Legacy: The Emily Fisher Landau Collection is an art-historical survey of an era of near-constant change. It spans the Cold War, the Civil Rights Movement, the war in Vietnam, the advent of mass-media culture, the rise of feminism and multiculturalism, and the gay liberation movement. This exhibition offers us an opportunity to put the explorations of American artists into both aesthetic and cultural context.
No single style or “ism” held sway: it was a period with many crosscurrents and no one mainstream. Artists mined the subconscious; critiqued consumer culture’s assembly-line ideals, images, and products; recontextualized the cool anonymity of Minimalism; probed the relevance of painting; reflected the state of ennui they found in middle-class America; relit debates about representation and the figure; and pursued personal narratives. Above all, they questioned the status quo.
Art can teach us about the world. It can offer alternative ways of thinking, and it can teach us about ourselves. Many of the artworks in Legacy heralded seismic changes, not just in American society, but in the way the artist’s role was evolving. This exhibition offers insights into the visual thinking and political consciousness of American artists over a forty-three year stretch, with a particularly close look at the 1970s and 1980s.
Landau became one of the preeminent collectors of postwar art in the United States.
This exhibition is drawn from her historic promised gift to the Whitney Museum of American Art, New York, of which she was a longtime trustee. As did the earlier “Whitney collaborations” at the San Jose Museum of Art—the beloved, landmark surveys of twentieth-century art from the Whitney’s collection presented at SJMA from 1994 to 2000—Legacy gives audiences access to extraordinary works by a pantheon of innovative and pivotal artists. It proudly launches SJMA’s forty-fifth-anniversary celebration, with a tribute to the past.
Some seventy works by thirty-eight artists range from painterly abstraction to high realism to social commentary. Legacy includes an equally broad variety of media, e.g. ink on paper, collage, screen printing, painting, and sculpture. It encompasses a punchlist of postwar art movements: abstract expressionism, pop art, minimalism, conceptualism, feminist art, and postmodernism. Also on view are works by Carl Andre, John Baldessari, Matthew Barney, Peter Cain, Carroll Dunham, William Eggleston, Eric Fischl, Felix Gonzalez-Torres, Rodney Graham, Keith Haring, Peter Hujar, Neil Jenney, Joseph Kosuth, Annette Lemieux, Sherrie Levine, Glenn Ligon, Robert Longo, Robert Mapplethorpe, Agnes Martin, John McLaughlin, Martin Puryear, James Rosenquist, Susan Rothenberg, Allen Ruppersberg, Lorna Simpson, Kiki Smith, Mark Tansey, Al Taylor, Cy Twombly, and David Wojnarowicz.

++++

EXERCISE REQUIREMENTS:
A) Repeat the passage of the Legacy exhibition text from "No single style" to "the status quo." word for word.
B) Which media does the Legacy exhibition text name as included in the show?
C) According to the Legacy exhibition text, of which museum was Landau a longtime trustee?

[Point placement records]
++++

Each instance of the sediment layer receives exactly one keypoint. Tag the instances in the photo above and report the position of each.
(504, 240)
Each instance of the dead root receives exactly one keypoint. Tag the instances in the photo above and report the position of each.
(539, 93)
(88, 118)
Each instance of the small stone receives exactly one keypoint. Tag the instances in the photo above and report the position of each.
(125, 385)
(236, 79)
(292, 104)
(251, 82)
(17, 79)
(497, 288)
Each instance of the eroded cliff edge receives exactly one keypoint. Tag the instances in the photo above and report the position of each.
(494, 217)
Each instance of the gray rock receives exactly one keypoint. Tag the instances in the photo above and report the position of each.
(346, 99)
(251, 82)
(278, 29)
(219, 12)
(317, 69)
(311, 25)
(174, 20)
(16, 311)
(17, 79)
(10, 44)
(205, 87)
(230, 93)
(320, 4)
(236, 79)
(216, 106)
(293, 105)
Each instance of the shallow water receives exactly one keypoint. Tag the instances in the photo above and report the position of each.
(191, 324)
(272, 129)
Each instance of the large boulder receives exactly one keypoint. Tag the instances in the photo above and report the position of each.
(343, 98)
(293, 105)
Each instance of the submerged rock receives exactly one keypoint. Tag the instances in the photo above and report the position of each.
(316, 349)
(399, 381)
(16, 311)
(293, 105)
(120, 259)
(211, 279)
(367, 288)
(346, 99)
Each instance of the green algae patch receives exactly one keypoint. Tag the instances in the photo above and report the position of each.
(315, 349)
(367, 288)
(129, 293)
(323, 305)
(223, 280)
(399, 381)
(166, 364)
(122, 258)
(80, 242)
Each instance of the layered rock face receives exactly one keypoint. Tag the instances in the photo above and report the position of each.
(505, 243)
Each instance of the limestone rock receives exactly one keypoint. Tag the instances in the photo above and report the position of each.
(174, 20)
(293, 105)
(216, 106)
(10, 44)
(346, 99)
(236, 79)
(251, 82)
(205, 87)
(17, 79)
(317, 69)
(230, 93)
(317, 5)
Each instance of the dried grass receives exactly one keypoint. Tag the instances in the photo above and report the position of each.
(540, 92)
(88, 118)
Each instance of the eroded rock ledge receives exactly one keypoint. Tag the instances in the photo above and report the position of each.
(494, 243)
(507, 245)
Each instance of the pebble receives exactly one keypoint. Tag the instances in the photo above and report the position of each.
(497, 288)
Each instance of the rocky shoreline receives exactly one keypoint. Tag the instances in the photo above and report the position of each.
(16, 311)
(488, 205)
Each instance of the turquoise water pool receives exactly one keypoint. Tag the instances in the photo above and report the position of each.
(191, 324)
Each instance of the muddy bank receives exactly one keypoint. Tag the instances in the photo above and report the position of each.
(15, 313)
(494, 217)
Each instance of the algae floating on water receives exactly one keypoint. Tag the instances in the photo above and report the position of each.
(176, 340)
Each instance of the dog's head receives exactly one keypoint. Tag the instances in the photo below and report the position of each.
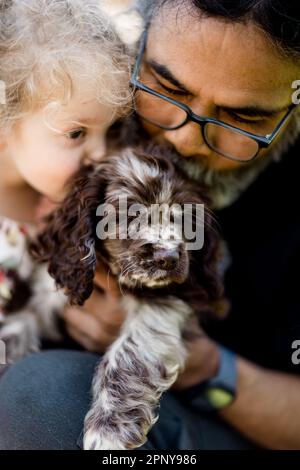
(128, 212)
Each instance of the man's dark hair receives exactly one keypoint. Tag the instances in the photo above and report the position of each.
(279, 19)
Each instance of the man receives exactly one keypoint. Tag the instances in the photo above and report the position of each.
(228, 69)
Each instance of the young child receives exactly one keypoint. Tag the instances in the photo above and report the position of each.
(65, 74)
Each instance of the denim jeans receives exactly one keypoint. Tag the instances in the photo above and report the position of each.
(44, 399)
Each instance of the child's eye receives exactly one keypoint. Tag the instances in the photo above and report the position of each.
(76, 135)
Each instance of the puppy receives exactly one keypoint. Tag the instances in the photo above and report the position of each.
(164, 283)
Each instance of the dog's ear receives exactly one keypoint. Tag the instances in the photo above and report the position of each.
(68, 240)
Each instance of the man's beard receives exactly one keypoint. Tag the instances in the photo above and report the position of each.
(225, 187)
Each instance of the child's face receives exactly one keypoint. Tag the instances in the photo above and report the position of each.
(49, 145)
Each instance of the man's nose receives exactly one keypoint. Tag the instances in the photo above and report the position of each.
(188, 141)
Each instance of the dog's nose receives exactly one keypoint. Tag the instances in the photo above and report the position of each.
(166, 259)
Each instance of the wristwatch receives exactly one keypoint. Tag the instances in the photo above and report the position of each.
(218, 392)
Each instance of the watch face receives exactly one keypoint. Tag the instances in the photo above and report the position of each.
(218, 397)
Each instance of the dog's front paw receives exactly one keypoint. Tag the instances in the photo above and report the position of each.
(114, 431)
(20, 339)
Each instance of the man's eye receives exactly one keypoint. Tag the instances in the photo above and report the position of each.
(75, 135)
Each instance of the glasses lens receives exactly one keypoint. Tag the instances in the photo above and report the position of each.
(159, 112)
(230, 143)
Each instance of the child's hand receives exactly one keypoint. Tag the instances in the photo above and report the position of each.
(96, 325)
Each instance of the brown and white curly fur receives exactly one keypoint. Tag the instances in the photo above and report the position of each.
(160, 293)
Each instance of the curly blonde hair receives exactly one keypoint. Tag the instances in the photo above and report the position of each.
(47, 44)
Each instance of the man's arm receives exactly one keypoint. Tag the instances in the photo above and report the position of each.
(267, 405)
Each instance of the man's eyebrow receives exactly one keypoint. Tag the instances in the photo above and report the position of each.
(165, 73)
(254, 111)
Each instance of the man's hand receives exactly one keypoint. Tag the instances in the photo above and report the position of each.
(96, 325)
(203, 360)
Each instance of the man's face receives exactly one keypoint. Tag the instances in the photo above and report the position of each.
(223, 70)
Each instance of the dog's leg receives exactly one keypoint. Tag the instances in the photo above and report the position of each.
(142, 364)
(47, 300)
(19, 334)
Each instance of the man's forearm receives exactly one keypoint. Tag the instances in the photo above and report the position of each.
(266, 409)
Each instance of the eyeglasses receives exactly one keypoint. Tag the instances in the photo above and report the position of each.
(169, 114)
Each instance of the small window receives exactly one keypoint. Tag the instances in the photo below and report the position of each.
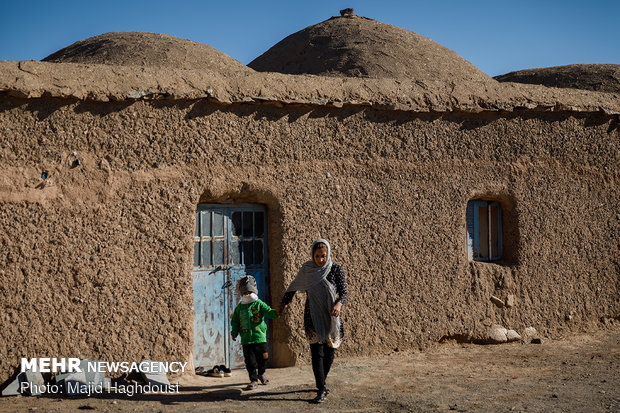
(484, 230)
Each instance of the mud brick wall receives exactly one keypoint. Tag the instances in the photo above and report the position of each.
(96, 260)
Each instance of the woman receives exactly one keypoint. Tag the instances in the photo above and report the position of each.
(326, 290)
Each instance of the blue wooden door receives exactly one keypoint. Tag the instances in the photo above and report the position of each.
(230, 242)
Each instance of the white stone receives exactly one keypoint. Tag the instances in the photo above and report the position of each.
(530, 332)
(497, 334)
(512, 335)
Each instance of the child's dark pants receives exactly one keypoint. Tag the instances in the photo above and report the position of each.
(322, 359)
(254, 359)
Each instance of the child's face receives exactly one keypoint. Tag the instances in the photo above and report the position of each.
(320, 257)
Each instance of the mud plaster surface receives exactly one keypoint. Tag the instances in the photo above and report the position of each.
(97, 261)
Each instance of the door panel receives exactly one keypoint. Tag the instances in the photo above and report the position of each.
(229, 244)
(210, 318)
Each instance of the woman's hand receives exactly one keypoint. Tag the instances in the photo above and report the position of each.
(336, 310)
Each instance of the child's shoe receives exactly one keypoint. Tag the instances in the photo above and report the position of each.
(215, 372)
(252, 386)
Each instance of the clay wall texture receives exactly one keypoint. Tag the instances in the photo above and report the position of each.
(97, 262)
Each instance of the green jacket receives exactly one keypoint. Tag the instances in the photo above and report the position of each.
(249, 320)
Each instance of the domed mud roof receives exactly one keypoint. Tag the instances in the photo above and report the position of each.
(353, 46)
(146, 49)
(598, 77)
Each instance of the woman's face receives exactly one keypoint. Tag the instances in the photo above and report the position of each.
(320, 257)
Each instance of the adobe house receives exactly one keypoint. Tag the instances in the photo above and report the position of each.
(141, 175)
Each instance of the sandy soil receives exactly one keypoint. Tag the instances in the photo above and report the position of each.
(575, 373)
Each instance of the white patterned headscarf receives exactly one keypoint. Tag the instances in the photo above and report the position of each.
(321, 294)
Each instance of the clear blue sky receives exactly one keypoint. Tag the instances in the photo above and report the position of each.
(496, 36)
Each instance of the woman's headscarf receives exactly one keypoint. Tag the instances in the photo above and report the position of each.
(321, 294)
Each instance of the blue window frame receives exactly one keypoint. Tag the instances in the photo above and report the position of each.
(484, 230)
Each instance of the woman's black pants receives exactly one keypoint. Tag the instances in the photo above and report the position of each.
(322, 359)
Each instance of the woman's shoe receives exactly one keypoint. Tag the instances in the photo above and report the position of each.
(320, 396)
(252, 386)
(225, 370)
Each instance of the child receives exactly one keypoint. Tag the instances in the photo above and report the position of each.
(248, 319)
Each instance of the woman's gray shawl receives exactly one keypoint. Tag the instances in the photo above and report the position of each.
(321, 295)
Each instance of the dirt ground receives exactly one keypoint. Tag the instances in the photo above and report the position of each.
(574, 373)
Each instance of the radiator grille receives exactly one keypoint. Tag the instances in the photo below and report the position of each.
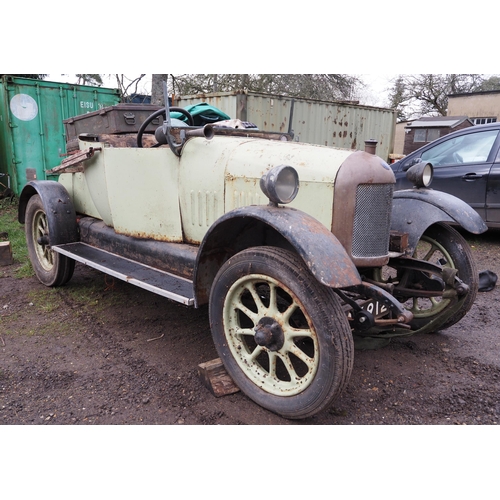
(372, 219)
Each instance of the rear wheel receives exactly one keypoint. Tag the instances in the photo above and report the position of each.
(51, 268)
(282, 336)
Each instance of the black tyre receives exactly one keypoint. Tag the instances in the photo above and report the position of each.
(51, 268)
(441, 243)
(311, 364)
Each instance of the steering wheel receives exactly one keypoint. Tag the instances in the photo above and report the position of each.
(162, 112)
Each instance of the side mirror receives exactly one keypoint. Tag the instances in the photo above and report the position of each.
(420, 174)
(411, 163)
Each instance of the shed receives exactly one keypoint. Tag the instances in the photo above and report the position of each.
(420, 132)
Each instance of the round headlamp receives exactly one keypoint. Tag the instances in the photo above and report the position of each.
(280, 184)
(420, 174)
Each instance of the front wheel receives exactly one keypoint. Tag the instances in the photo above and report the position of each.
(282, 336)
(51, 268)
(441, 244)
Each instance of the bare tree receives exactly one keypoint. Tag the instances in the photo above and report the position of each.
(427, 94)
(128, 86)
(94, 80)
(313, 86)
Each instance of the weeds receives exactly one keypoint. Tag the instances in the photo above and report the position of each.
(11, 230)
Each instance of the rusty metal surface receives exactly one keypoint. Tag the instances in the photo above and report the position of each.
(284, 227)
(176, 258)
(414, 210)
(337, 124)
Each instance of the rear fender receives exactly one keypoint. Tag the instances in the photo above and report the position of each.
(414, 210)
(283, 227)
(61, 215)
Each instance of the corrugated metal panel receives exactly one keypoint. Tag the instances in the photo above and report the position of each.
(335, 124)
(32, 135)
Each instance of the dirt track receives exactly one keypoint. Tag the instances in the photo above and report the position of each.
(100, 351)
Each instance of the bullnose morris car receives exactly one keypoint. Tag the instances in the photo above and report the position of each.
(297, 249)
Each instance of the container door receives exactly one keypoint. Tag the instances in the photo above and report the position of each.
(34, 130)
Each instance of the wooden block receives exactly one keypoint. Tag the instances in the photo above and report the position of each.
(215, 377)
(5, 253)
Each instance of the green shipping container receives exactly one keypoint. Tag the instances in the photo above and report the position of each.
(32, 134)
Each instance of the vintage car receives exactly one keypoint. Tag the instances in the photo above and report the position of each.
(297, 249)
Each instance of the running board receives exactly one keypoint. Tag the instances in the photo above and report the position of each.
(159, 282)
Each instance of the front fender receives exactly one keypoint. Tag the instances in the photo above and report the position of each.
(61, 215)
(414, 210)
(285, 227)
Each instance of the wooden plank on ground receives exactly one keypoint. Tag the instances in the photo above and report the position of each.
(215, 377)
(5, 253)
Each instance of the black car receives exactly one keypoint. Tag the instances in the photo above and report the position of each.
(466, 164)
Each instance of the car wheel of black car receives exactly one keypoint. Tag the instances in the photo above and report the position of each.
(281, 335)
(51, 268)
(443, 245)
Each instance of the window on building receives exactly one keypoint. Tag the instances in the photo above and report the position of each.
(426, 134)
(482, 121)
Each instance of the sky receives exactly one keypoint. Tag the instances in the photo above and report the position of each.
(375, 93)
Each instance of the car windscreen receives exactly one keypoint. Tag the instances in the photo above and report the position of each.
(469, 148)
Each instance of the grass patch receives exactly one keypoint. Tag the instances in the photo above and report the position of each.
(15, 234)
(45, 300)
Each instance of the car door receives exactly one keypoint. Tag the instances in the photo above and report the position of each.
(493, 192)
(462, 166)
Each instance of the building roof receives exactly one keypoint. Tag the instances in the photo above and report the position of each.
(438, 121)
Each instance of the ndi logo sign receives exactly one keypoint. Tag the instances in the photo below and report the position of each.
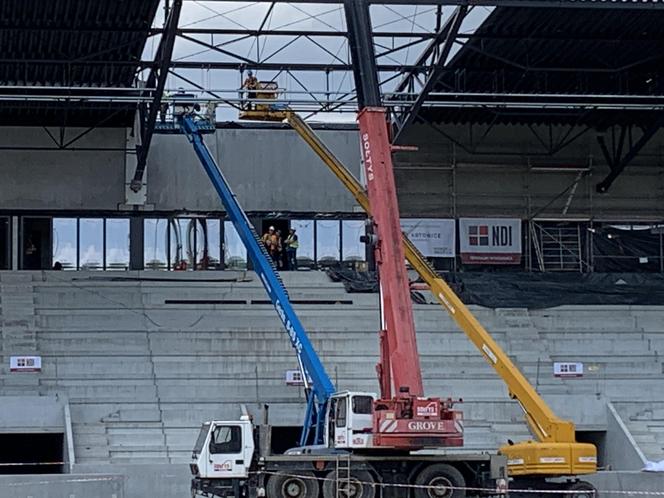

++++

SOLUTIONS:
A)
No single style or “ism” held sway: it was a period with many crosscurrents and no one mainstream. Artists mined the subconscious; critiqued consumer culture’s assembly-line ideals, images, and products; recontextualized the cool anonymity of Minimalism; probed the relevance of painting; reflected the state of ennui they found in middle-class America; relit debates about representation and the figure; and pursued personal narratives. Above all, they questioned the status quo.

B) Ink on paper, collage, screen printing, painting, and sculpture.

C) The Whitney Museum of American Art, New York.